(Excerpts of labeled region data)
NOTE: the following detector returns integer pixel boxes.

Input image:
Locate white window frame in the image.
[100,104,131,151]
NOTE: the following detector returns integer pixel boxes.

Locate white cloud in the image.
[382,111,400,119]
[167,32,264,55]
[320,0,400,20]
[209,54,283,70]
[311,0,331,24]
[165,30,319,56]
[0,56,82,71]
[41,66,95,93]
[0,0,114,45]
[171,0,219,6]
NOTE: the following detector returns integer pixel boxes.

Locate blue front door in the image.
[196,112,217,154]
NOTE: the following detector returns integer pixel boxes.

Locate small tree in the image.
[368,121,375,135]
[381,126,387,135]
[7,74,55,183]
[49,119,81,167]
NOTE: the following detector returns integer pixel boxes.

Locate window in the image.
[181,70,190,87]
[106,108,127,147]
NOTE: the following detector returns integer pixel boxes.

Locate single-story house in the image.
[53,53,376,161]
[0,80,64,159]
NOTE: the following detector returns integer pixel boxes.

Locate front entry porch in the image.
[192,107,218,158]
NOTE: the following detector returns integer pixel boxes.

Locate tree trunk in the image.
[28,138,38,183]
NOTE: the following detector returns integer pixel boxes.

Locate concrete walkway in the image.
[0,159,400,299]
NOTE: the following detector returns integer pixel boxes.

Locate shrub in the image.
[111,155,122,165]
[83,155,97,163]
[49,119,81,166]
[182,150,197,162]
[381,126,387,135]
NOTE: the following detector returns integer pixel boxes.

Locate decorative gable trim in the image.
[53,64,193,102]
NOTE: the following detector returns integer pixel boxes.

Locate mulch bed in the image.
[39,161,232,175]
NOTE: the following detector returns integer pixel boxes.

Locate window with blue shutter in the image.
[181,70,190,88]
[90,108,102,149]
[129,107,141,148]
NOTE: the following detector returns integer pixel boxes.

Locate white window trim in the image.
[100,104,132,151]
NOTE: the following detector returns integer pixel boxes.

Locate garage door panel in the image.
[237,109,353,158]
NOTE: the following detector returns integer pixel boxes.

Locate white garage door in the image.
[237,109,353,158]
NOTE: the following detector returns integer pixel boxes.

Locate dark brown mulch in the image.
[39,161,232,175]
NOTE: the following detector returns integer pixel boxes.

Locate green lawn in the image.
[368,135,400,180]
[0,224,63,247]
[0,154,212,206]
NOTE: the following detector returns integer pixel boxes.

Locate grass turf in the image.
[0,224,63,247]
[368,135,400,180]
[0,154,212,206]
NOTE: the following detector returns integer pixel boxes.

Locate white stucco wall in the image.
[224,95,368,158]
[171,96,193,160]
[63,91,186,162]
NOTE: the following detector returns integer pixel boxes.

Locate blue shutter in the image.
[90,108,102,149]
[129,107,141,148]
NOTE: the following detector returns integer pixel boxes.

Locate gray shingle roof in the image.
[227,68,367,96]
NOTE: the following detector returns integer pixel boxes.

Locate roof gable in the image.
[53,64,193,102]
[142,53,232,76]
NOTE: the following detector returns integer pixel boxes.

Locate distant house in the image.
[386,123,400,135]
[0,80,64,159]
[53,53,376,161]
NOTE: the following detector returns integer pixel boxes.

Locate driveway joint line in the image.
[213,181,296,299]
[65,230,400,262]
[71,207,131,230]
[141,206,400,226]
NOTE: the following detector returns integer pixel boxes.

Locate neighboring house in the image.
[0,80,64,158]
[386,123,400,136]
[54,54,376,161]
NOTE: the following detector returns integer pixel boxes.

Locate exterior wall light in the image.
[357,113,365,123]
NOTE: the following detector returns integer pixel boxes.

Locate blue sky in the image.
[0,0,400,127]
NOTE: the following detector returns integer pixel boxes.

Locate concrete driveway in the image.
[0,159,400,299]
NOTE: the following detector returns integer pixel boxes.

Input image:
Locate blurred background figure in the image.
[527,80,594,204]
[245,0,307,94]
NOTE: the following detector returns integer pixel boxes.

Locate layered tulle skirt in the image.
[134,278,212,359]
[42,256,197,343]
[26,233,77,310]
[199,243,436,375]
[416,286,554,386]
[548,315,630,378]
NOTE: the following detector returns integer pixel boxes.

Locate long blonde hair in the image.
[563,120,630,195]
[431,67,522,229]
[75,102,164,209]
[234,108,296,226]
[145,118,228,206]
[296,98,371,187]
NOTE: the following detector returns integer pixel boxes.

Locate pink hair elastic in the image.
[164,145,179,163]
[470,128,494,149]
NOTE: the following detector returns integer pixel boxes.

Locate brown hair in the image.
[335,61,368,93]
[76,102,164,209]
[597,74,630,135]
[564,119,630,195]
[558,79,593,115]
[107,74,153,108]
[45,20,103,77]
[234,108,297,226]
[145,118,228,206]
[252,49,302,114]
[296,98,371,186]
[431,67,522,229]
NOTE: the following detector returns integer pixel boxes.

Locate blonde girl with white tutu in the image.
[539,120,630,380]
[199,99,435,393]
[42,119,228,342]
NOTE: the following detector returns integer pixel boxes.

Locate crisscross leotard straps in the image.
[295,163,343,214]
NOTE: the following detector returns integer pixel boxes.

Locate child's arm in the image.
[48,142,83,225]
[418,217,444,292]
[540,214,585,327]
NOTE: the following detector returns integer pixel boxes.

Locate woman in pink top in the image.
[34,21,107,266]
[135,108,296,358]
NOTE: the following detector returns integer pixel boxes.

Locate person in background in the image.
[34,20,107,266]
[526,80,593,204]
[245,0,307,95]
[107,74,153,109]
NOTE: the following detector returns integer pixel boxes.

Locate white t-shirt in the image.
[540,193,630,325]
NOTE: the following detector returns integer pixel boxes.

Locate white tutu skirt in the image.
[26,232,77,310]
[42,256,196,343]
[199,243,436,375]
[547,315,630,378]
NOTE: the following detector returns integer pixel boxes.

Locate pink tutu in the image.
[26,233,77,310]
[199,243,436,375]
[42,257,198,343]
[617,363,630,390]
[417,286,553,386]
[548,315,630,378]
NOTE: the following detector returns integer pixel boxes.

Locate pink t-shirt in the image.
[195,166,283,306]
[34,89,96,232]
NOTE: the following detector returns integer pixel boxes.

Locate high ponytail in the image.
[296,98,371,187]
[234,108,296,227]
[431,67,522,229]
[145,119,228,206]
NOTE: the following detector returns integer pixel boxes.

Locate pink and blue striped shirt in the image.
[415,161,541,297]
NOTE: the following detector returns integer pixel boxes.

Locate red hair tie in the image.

> _Goal_: Restate the listing in full, word for word.

> _Task result_:
NOTE: the following detector returns integer pixel boxes.

Input image:
Locate white window frame in the image.
[100,104,131,151]
NOTE: the following detector returns integer pixel boxes.

Locate white cloud in the image.
[382,111,400,119]
[167,32,264,55]
[320,0,400,20]
[209,54,283,70]
[311,0,331,24]
[165,30,319,56]
[0,56,82,71]
[41,66,95,93]
[0,0,114,45]
[171,0,219,6]
NOTE: the following detector returns integer pixel boxes.

Locate blue front door in the image.
[196,112,217,154]
NOTE: the following detector returns integer pixel boxes.

Locate small tree in the image.
[368,121,375,135]
[381,126,387,135]
[7,74,55,183]
[49,119,81,167]
NOTE: the following detector returns integer pixel boxes.

Locate window in the image.
[181,70,190,87]
[106,108,127,147]
NOTE: the following detector returns integer pixel boxes.

Locate single-story house in the image.
[53,53,376,161]
[0,80,64,159]
NOTE: the following detector returns integer pixel boxes.

Locate front entry porch in the image.
[192,107,218,158]
NOTE: the following detector returns integer pixel boxes.

Locate tree trunk in the image.
[28,138,38,183]
NOTE: the following detector returns integer pixel boxes.

Locate concrete walkway in the image.
[0,159,400,299]
NOTE: the following detector returns integer pixel boxes.

Locate shrub in the image.
[111,155,122,165]
[83,155,97,163]
[49,119,81,166]
[182,150,197,162]
[381,126,387,135]
NOTE: the following detector returns integer pixel boxes.

Locate decorative gable trim in the image.
[53,64,193,102]
NOTE: the following detector returns integer pixel boxes.

Locate mulch bed in the image.
[39,161,232,175]
NOTE: the following detector returns integer pixel boxes.

Locate window with blue shutter in the image.
[181,70,190,88]
[90,108,102,149]
[129,107,141,148]
NOTE: the following detector returns integer pixel boxes.

Locate white window trim in the image.
[100,104,132,151]
NOTE: the following detector returns integer pixel boxes.

Locate garage door panel in the image.
[237,109,353,158]
NOTE: the following detector returns integer pixel boxes.

Locate white garage door in the image.
[237,109,353,158]
NOTE: the following detector returns integer pixel boxes.

Locate dark brown mulch in the image.
[39,161,232,175]
NOTE: the following detector returns integer pixel boxes.

Locate green lawn in the image.
[368,135,400,180]
[0,224,63,247]
[0,154,212,206]
NOTE: the following detector returns integer pixel boxes.

Locate grass turf in the image.
[0,224,63,247]
[368,135,400,180]
[0,154,212,206]
NOTE: the following detector returns integer pixel boxes.

Locate white stucco wall in the image.
[224,95,368,158]
[171,96,193,160]
[63,91,186,162]
NOTE: the following detector returns integer pixel boxes.

Locate blue shutter in the image.
[90,108,102,149]
[129,107,141,148]
NOTE: the following detector returns integer pixel boxes.

Locate gray shingle roof in the image.
[227,68,367,96]
NOTE: the following detector returns integer pixel boxes.

Locate roof gable in the image.
[53,64,193,102]
[142,53,232,76]
NOTE: the following detector returns integer pixel boxes.

Locate distant house in the image.
[386,123,400,135]
[0,80,64,159]
[53,53,376,161]
NOTE: the following detector returns integer pixel boxes.

Locate driveway joint line in the image.
[213,181,296,299]
[65,230,400,262]
[71,207,131,230]
[141,206,400,226]
NOTE: the following detector returns integer pixel boxes.

Locate neighboring house in the image.
[0,80,64,158]
[386,123,400,136]
[54,54,376,161]
NOTE: the following detector returns integer pixel boxes.

Locate exterior wall light in the image.
[357,113,365,123]
NOTE: the following detector returns integer pixel boxes.

Locate blue sky in the image.
[0,0,400,127]
NOTE: the following detector returns integer pixel boxes.

Locate concrete driveway in the image.
[0,159,400,299]
NOTE: the following detector returns integer pixel boxes.

Input image:
Locate blurred background figure in the image.
[527,80,594,204]
[245,0,307,94]
NOTE: the following detector returns integer pixel boxes.

Locate layered tulle skirt in the image.
[134,278,212,359]
[42,256,197,343]
[26,233,77,310]
[199,243,436,375]
[416,286,554,386]
[548,315,630,378]
NOTE: the following detector returns integer pixel boxes.

Locate long blonde hair in the image.
[563,120,630,195]
[431,67,522,229]
[75,102,164,209]
[234,108,296,226]
[145,118,228,206]
[296,98,371,187]
NOTE: the following detector returns integer pixel boxes.

Locate pink hair elastic in the image.
[164,145,179,163]
[470,128,494,149]
NOTE: the following detector returns integer pixel boxes.

Locate brown hair in the image.
[335,61,368,93]
[76,102,164,209]
[597,74,630,135]
[564,119,630,195]
[558,79,593,115]
[107,74,153,108]
[45,20,103,77]
[234,108,297,226]
[145,118,228,206]
[252,49,302,114]
[296,98,371,186]
[431,67,522,229]
NOTE: the following detector returns integer pixel boxes.

Locate blonde girl with white tutu in the image.
[539,120,630,380]
[199,99,435,393]
[42,119,228,342]
NOTE: the following detector returns integer pixel boxes.

Locate crisscross leotard straps in the image.
[295,163,343,214]
NOTE: the following detector returns integer pixel boxes.

Locate child's arm in the image.
[48,142,83,225]
[418,217,444,292]
[540,214,585,327]
NOTE: the following detector returns integer pixel boxes.

Locate woman in pink top in the image.
[34,21,107,266]
[135,108,296,358]
NOTE: the following detector returns integer pixel boxes.

Locate person in background in the image.
[34,20,107,266]
[526,80,593,204]
[245,0,307,95]
[107,74,153,109]
NOTE: the following detector returns integer pixel boxes.

Locate white t-shirt in the image.
[540,193,630,325]
NOTE: the following detector returns integer pixel boxes.

Locate white tutu skirt in the image.
[26,232,77,310]
[42,256,196,343]
[199,243,436,375]
[547,315,630,378]
NOTE: the following detector returns integer pixel boxes.

Locate pink tutu in the image.
[26,233,77,310]
[199,243,436,375]
[42,257,198,343]
[617,363,630,390]
[417,286,553,386]
[548,315,630,378]
NOTE: the following detector returns integer pixel boxes.

Locate pink t-shirt in the image.
[195,166,283,306]
[34,89,96,232]
NOTE: the following detector returns integer pixel boxes.

Locate high ponytail in the image.
[296,98,371,187]
[234,108,296,227]
[431,67,522,229]
[145,119,228,206]
NOTE: the following detector returns integer pixel boxes.

Locate pink and blue striped shirt in the image.
[415,161,541,297]
NOTE: the following detector returns integer pixel boxes.

Locate red hair tie in the image.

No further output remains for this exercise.